Rewrite the records from the line containing "door canopy porch?" down to the line containing "0,0 -> 37,19", replacing "leafless tree" with "bare tree" and leaving everything else unchanged.

Dataset rows
— BEGIN —
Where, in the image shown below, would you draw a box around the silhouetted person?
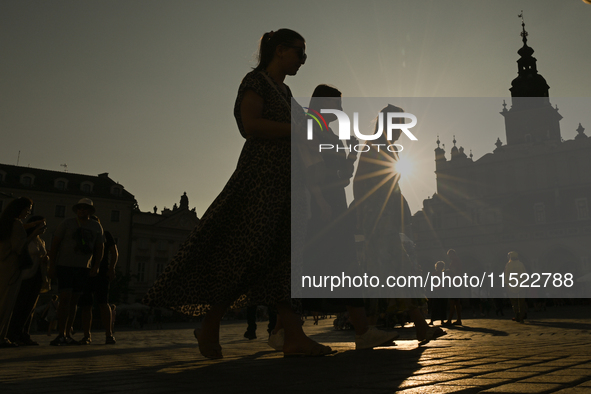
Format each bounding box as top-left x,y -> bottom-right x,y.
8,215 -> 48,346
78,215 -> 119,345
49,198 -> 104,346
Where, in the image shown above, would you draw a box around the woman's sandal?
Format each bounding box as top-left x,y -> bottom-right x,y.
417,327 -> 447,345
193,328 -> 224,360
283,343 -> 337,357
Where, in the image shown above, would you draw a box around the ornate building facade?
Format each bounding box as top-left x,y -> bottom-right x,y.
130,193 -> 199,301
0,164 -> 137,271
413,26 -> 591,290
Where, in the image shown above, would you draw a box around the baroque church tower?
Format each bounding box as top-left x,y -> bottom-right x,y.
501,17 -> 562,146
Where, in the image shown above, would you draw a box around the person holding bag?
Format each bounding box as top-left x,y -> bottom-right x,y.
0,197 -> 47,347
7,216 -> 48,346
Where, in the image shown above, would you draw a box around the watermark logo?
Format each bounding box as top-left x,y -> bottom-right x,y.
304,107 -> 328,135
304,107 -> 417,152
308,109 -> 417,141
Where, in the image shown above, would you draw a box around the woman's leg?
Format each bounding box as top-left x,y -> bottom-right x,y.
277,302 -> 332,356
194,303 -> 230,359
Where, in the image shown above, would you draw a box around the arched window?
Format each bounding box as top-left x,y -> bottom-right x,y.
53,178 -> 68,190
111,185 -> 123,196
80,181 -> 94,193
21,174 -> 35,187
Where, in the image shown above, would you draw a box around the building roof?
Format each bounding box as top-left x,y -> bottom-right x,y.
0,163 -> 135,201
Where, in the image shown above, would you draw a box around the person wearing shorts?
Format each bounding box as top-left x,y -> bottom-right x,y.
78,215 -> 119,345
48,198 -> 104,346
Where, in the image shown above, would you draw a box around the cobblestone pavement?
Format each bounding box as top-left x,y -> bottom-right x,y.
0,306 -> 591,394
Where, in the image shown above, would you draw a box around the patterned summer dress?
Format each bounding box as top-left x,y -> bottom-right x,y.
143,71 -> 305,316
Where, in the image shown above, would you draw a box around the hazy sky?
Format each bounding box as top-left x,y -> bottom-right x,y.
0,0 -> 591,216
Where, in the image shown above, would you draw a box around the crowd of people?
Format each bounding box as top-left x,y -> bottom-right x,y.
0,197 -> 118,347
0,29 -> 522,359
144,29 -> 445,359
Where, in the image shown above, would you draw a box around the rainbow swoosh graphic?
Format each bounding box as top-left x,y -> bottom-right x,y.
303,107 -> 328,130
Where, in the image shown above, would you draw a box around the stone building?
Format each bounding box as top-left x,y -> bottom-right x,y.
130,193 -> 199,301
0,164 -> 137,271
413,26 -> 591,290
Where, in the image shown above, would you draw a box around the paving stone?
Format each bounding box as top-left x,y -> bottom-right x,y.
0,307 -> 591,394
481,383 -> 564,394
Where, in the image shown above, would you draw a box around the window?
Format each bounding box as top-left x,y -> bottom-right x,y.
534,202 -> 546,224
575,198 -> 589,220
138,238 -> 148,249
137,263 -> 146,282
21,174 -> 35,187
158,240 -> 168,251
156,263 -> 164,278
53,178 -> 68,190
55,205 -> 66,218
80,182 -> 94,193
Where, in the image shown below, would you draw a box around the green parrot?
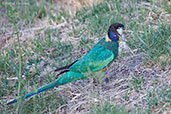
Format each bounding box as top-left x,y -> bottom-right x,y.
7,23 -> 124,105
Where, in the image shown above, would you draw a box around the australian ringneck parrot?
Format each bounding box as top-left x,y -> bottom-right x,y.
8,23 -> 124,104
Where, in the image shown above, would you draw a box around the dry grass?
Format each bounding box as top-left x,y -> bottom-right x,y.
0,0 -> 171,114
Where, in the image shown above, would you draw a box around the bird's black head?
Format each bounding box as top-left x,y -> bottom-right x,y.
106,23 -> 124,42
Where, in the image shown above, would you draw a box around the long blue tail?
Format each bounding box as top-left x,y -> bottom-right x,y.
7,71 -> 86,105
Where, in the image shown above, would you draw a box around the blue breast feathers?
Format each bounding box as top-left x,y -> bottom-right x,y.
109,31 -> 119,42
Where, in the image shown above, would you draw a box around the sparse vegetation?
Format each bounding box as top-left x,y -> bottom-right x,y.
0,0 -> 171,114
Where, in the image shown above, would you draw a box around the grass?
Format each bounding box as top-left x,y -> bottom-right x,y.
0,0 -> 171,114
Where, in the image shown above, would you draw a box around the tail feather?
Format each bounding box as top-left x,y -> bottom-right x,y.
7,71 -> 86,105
— END —
— BEGIN —
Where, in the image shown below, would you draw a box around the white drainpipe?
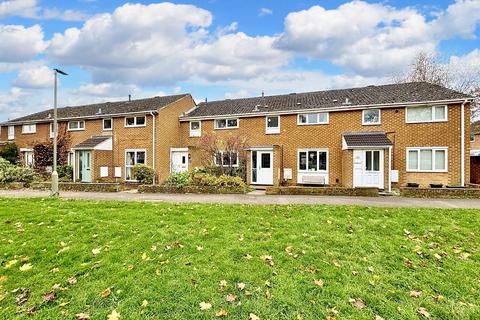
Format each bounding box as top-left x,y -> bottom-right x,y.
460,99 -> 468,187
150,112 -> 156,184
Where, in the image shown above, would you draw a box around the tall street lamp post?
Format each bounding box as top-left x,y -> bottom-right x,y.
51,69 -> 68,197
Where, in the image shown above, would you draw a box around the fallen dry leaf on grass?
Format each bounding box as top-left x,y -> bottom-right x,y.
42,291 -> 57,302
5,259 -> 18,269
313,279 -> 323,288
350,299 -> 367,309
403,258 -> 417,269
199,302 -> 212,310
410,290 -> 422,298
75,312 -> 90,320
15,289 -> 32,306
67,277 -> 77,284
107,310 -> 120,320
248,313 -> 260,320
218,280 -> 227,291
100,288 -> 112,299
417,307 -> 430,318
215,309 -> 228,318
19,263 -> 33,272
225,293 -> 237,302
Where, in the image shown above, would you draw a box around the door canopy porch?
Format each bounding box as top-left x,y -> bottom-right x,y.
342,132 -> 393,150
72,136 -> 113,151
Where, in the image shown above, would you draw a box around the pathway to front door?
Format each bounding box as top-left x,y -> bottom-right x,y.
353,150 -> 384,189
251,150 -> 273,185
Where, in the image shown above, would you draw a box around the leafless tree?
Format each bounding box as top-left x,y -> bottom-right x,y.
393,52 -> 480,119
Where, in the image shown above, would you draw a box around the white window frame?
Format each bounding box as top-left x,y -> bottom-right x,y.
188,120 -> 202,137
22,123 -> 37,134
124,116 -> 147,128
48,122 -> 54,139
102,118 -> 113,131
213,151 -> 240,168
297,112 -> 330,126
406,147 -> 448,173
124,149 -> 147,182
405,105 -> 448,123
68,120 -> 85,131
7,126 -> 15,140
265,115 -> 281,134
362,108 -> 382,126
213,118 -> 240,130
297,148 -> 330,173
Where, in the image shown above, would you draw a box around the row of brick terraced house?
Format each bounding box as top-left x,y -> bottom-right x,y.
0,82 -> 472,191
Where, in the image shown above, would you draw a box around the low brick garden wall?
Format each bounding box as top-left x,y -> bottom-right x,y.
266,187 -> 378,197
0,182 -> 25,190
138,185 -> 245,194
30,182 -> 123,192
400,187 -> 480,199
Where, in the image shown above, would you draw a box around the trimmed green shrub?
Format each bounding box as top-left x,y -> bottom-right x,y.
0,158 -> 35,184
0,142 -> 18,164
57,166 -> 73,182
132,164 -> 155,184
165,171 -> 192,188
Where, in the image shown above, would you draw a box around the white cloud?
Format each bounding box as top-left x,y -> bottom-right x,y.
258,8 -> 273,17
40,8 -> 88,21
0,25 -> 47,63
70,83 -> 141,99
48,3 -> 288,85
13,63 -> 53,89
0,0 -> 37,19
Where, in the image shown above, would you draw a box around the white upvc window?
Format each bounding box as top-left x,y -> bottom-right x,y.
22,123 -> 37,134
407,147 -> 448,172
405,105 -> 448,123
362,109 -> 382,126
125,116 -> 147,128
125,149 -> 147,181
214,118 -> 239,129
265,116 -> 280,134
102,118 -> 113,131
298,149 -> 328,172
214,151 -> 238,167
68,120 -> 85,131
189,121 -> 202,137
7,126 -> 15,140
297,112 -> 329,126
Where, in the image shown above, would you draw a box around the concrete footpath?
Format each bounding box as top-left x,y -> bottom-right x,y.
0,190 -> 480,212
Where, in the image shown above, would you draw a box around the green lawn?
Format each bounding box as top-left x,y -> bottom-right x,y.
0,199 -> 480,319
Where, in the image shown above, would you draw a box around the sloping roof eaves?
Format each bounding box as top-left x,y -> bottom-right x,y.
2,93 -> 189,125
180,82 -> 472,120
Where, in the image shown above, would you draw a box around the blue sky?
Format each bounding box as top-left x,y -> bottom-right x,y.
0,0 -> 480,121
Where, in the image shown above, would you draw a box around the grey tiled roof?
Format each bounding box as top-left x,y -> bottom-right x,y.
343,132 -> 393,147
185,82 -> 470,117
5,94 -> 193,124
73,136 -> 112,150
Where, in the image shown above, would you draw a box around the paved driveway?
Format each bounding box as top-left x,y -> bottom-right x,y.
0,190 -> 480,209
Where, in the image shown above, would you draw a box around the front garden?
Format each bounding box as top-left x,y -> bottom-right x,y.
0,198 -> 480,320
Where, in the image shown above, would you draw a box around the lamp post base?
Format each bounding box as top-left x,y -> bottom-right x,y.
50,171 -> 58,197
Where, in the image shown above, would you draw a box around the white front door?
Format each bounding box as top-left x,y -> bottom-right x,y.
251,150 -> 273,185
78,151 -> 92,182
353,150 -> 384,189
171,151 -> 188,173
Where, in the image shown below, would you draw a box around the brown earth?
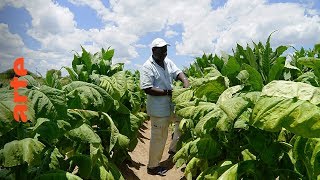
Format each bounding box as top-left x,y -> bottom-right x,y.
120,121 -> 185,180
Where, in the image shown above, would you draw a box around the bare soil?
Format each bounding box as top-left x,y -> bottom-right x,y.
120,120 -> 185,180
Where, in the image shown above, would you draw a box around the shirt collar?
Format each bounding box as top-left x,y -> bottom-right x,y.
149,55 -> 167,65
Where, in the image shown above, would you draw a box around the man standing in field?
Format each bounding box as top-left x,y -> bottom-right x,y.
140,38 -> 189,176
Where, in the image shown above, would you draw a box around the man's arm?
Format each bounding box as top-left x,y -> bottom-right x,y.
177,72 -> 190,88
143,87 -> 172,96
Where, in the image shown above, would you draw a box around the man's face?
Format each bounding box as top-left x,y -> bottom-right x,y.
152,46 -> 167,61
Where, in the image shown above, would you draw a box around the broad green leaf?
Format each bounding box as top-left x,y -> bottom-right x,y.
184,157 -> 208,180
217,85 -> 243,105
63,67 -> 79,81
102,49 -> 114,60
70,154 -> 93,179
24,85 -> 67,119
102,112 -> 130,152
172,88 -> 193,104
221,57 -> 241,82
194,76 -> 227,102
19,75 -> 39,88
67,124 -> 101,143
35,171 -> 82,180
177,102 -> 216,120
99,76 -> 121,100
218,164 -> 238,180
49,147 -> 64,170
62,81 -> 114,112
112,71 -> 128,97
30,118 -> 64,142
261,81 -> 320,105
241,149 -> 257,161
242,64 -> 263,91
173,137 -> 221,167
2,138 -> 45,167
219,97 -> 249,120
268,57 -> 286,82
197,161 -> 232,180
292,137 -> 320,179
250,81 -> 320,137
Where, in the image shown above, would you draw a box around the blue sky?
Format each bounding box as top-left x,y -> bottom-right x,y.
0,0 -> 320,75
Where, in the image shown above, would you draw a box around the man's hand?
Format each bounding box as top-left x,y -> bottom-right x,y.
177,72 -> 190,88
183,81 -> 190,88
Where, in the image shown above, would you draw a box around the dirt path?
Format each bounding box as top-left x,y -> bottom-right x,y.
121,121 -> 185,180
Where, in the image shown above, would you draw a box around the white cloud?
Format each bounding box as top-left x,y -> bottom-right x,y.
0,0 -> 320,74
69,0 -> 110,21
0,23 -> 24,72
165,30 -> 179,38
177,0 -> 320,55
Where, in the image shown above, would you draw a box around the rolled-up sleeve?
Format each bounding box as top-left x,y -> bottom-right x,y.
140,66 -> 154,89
— END —
Written solution
Where, in the image shown above, would you draw a box around the door canopy porch?
Format each bounding box as top-left x,y -> bottom-right x,y.
342,132 -> 393,150
72,136 -> 113,151
Where, in the image shown above, would you draw a box around the pathway to front door?
Format each bounding box as top-left x,y -> bottom-right x,y.
353,150 -> 384,189
251,150 -> 273,185
Where, in the image shown above, would you draw a box around the bare tree?
Format each bounding box as top-left x,y -> bottom-right x,y.
393,52 -> 480,119
Where, in the image shown above, would you draw a box around the white window frame?
Format each bounding box as top-left x,y -> bottom-right x,y.
188,120 -> 202,137
22,123 -> 37,134
124,116 -> 147,128
48,122 -> 54,139
102,118 -> 113,131
213,151 -> 240,168
297,112 -> 330,126
406,147 -> 448,173
124,149 -> 147,182
405,105 -> 448,123
68,120 -> 85,131
7,126 -> 15,140
265,115 -> 281,134
362,108 -> 382,126
213,118 -> 240,130
297,148 -> 330,173
Where, in the image shown above, would you draw a box around the row of brick terraced house?
Format each bounding box as top-left x,y -> bottom-right x,y.
0,82 -> 472,191
Where, in the image shown above, would you draw a box around the low brick garden wall?
Format each bounding box as top-left x,y -> bottom-right x,y.
266,187 -> 378,197
0,182 -> 25,190
138,185 -> 245,194
30,182 -> 123,192
400,187 -> 480,199
Where, in the image shown above, would you draw a box around the trimmed green shrub?
Format each bounding box as top-left x,y -> bottom-right x,y.
0,158 -> 35,184
0,142 -> 18,164
57,166 -> 73,182
132,164 -> 155,184
165,171 -> 192,188
Where, in the image shown above, would you draw a box around the white cloud?
Format each bounding box as top-left x,y -> bottom-right x,y.
258,8 -> 273,17
40,8 -> 88,21
0,25 -> 47,63
70,83 -> 141,99
48,3 -> 288,85
13,63 -> 53,89
0,0 -> 37,19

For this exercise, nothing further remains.